- _TASK PROMPT_:
Tally how many lines of the records below contain the string "roof", counting case as significant, and reply with only that number.

- _INFORMATION SUPPLIED_:

════

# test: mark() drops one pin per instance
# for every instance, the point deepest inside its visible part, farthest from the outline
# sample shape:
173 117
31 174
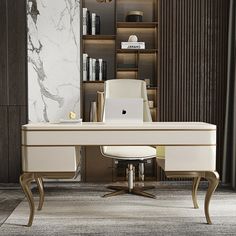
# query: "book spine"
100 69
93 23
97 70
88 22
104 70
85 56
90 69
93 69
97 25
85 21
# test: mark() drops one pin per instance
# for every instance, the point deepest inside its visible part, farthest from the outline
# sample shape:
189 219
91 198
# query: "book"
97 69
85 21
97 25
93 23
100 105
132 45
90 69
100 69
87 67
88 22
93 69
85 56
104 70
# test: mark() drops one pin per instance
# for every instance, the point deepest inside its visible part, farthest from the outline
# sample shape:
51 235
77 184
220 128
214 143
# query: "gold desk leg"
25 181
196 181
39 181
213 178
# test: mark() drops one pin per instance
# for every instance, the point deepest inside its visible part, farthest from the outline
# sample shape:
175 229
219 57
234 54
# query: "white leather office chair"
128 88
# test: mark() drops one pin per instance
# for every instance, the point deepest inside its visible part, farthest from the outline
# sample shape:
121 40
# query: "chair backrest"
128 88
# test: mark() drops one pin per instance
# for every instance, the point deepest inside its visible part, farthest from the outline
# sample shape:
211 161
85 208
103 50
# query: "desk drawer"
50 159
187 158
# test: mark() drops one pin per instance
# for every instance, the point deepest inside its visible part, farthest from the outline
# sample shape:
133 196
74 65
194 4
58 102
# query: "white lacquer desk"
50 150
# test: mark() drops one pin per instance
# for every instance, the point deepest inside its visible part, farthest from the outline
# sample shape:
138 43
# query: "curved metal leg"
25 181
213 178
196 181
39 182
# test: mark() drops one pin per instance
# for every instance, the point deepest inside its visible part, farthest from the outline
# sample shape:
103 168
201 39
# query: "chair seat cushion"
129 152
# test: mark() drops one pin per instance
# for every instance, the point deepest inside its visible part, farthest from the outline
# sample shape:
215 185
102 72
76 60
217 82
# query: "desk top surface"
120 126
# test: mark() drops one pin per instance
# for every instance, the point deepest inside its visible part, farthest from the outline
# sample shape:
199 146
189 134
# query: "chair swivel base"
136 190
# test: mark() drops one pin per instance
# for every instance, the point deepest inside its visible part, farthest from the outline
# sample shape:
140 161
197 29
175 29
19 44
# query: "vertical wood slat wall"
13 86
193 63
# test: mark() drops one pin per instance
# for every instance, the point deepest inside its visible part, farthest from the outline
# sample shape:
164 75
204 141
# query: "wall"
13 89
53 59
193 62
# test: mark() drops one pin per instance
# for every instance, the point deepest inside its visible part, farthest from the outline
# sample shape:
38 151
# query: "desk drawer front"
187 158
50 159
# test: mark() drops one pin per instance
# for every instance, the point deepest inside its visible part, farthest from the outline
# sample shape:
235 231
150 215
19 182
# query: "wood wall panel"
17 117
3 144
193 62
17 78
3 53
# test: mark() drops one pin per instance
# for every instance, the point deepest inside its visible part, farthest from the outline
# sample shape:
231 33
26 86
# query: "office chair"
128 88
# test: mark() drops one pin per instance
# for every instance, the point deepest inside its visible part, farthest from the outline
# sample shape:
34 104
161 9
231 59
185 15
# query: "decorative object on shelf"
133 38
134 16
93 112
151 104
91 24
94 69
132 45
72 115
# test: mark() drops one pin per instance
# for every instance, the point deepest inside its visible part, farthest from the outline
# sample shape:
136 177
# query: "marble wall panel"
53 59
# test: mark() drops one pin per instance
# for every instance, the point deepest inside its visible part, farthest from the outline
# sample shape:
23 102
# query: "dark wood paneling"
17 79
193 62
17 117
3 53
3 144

════

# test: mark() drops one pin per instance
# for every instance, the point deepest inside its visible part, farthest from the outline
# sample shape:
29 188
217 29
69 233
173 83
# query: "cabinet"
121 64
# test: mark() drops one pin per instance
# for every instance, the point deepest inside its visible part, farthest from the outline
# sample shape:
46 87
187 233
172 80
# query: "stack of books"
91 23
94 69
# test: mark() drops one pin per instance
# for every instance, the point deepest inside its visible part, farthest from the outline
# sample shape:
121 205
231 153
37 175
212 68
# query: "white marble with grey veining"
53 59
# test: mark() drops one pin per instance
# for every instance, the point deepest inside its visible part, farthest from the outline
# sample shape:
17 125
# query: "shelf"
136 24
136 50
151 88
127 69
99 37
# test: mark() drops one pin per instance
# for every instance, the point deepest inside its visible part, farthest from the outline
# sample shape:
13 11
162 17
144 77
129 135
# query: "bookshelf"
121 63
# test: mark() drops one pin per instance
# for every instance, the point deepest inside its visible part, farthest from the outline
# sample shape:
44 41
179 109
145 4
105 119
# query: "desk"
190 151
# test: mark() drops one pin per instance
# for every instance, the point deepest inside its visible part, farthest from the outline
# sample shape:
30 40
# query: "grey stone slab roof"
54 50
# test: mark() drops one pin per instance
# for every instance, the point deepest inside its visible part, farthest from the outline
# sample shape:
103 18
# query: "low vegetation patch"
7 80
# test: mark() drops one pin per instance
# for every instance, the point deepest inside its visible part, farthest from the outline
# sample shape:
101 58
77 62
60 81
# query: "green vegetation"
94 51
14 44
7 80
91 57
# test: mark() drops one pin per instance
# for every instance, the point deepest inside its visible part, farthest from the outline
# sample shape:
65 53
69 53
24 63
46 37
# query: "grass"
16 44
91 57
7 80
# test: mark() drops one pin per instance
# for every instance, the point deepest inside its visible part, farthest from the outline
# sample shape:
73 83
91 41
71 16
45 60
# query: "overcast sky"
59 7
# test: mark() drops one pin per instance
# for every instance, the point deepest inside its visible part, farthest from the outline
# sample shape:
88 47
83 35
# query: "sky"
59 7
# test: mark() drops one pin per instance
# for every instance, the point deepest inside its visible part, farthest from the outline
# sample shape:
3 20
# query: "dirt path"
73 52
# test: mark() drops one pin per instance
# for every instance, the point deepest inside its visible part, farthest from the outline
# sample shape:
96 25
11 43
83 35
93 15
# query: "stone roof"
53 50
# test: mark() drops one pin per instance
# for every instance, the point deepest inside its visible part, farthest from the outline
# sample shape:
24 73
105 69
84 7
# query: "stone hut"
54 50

════

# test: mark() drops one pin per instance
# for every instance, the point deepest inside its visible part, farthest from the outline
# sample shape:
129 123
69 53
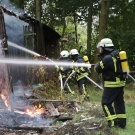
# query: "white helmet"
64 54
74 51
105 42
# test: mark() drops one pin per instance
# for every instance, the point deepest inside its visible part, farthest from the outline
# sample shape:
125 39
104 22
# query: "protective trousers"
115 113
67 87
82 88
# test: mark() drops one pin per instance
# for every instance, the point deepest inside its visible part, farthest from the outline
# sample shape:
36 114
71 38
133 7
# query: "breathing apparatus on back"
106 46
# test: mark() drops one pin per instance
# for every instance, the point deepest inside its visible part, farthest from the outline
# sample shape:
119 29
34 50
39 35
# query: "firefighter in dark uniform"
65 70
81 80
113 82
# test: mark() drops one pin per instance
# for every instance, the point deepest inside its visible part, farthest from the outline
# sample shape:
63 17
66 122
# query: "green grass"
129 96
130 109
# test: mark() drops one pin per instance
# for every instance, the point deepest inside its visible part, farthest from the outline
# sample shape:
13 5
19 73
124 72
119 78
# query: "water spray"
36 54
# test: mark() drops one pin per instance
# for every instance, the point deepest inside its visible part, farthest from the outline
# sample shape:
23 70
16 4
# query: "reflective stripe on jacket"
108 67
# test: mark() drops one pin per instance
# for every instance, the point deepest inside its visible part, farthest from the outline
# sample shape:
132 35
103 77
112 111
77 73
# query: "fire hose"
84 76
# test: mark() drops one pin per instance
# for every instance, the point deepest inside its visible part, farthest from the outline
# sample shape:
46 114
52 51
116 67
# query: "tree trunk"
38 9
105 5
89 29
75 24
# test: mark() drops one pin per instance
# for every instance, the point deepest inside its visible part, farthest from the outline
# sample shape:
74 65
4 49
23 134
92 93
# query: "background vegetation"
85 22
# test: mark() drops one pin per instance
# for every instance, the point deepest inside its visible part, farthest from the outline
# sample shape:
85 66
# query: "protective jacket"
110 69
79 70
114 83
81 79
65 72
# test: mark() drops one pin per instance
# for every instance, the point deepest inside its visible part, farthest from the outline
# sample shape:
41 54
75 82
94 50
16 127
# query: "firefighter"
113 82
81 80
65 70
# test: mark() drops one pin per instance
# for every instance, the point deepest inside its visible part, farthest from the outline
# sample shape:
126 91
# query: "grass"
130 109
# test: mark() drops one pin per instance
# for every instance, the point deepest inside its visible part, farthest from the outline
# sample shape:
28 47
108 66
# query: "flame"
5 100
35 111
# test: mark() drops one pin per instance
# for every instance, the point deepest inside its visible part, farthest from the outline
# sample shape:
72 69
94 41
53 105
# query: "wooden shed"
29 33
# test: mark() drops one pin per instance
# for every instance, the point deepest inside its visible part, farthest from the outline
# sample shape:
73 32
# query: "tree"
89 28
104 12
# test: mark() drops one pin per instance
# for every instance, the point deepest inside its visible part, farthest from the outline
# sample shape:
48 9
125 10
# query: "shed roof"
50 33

════

- _TASK OUTPUT_:
3